» Task statement
Could you rescale the material starting at the line containing "of the white" and ending at its last line? Repeat those lines alone, requests included, with each point coordinate in the answers multiplied by 1.45 and rounded to a whole number, halves rounded up.

» Data shown
>>>>>
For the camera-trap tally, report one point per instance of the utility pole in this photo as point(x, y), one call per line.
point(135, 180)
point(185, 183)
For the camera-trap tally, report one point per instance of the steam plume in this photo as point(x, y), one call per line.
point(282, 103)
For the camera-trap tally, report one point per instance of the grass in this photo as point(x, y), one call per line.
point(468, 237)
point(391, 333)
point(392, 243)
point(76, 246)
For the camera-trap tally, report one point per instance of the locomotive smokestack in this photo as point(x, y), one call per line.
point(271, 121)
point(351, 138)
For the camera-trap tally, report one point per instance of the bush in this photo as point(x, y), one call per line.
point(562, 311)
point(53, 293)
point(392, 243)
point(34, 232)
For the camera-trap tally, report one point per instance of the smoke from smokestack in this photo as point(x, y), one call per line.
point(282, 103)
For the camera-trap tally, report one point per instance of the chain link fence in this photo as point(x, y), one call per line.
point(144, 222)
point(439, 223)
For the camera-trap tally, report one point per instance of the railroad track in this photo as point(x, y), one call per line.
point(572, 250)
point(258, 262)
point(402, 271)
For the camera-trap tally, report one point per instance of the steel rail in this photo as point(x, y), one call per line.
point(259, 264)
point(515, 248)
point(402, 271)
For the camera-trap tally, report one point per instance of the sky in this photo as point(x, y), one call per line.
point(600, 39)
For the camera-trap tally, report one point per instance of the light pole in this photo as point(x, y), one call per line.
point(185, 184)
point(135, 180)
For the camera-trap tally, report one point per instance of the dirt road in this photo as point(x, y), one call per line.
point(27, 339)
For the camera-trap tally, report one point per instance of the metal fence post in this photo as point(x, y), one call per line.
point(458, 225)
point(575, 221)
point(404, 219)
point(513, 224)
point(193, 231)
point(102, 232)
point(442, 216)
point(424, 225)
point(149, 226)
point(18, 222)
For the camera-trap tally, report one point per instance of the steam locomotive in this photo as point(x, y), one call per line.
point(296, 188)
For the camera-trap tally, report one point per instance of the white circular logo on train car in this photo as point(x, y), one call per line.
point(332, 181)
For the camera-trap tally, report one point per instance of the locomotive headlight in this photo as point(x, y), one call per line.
<<<<<
» Exercise output
For the camera-trap tally, report one point per instance of the white circular logo on train car in this photo as point(x, y), one call per line.
point(481, 262)
For the camera-trap tally, report one point per instance of the locomotive headlight in this photo as point(x, y), one call per line.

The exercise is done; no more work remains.